The output should be all lines of the entries below in which the word "flower" occurs.
**** Input data ****
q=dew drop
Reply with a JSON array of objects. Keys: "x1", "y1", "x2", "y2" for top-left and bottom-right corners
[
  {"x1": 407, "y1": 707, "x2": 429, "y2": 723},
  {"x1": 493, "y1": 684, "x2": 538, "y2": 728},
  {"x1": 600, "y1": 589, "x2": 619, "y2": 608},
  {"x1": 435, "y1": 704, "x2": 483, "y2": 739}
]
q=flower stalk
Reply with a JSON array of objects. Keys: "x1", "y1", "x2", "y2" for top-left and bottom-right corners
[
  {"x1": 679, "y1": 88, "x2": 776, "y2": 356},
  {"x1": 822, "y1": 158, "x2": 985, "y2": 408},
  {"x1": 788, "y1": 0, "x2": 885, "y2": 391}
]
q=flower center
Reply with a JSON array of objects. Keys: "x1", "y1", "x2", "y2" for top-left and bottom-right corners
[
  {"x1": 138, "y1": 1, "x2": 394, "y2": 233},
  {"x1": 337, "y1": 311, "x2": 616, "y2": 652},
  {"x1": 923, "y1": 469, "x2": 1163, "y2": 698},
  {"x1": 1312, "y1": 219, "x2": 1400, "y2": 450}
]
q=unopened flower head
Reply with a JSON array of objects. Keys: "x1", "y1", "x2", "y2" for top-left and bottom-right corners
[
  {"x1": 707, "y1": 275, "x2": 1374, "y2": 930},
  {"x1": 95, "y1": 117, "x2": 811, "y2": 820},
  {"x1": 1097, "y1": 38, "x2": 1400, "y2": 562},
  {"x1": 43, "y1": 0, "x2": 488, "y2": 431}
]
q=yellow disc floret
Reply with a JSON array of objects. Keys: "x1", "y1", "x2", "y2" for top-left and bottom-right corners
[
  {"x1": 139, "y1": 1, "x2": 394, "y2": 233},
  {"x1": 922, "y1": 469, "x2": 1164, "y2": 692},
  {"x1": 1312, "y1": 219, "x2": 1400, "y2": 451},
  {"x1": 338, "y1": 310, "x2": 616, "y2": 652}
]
****
Response below:
q=flower stalk
q=flower center
q=unopened flower head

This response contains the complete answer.